◆ Using the information ◆
1. From the page excerpt about Sony Michel's injuries, extract the passage between "Twice this year, it" and "injury at Chicago.", inclusive.
2. In the page excerpt about Sony Michel's injuries, who is named as the strength and conditioning coach?

··· Page excerpt ···

Twice this year, it looked as if rookie running back Sony Michel had suffered potentially season-ending injuries during games.

"Sony's dealing with the injury," running backs coach Ivan Fears remarked on Halloween, shortly after one of Michel's injury scares, "so, he's still keeping up on what we're doing, still in the meetings, learning how we're installing, but… he spends a lot of time with the trainers and the strength guys, just trying to get ready."

Michel wound up missing just two games after suffering a knee injury at Chicago.

"Physically, I've been doing what the training room has been giving me to do," he explained after a mid-season practice. "It's up to the training room staff and the coaches. I'm very fortunate to be given another chance to play football again. It's going to be a process. I have to work at it."

Yet, after brief spells on the sideline or missing just a couple days of practice, Michel was able to bounce back and become New England's leading tailback in 2018.

Belichick credited his club's medical and strength/conditioning staffs for keeping his players in optimal physical shape for this latest playoff run, which resulted in another Super Bowl title. Though he didn't mention them all by name, Belichick clearly was referring in his comments not only to Whalen, but also strength and conditioning coach Moses Cabrera, Cabrera's first-year assistant, Deron Mayo, assistant athletic trainer and director of rehabilitation Joe Van Allen, assistant trainer Daryl Nelson, assistant trainer and physical therapist Michael Akinbola, team dietitian Ted Harper, and the many doctors and medical professionals who roam the sidelines at Gillette Stadium and accompany the team on the road for games throughout the year.

··· Dataset extract ···

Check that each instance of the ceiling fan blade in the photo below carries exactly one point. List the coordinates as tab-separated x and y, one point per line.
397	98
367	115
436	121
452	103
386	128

···

◆ Answers below ◆
1.
Twice this year, it looked as if rookie running back Sony Michel had suffered potentially season-ending injuries during games.

"Sony's dealing with the injury," running backs coach Ivan Fears remarked on Halloween, shortly after one of Michel's injury scares, "so, he's still keeping up on what we're doing, still in the meetings, learning how we're installing, but… he spends a lot of time with the trainers and the strength guys, just trying to get ready."

Michel wound up missing just two games after suffering a knee injury at Chicago.

2. Moses Cabrera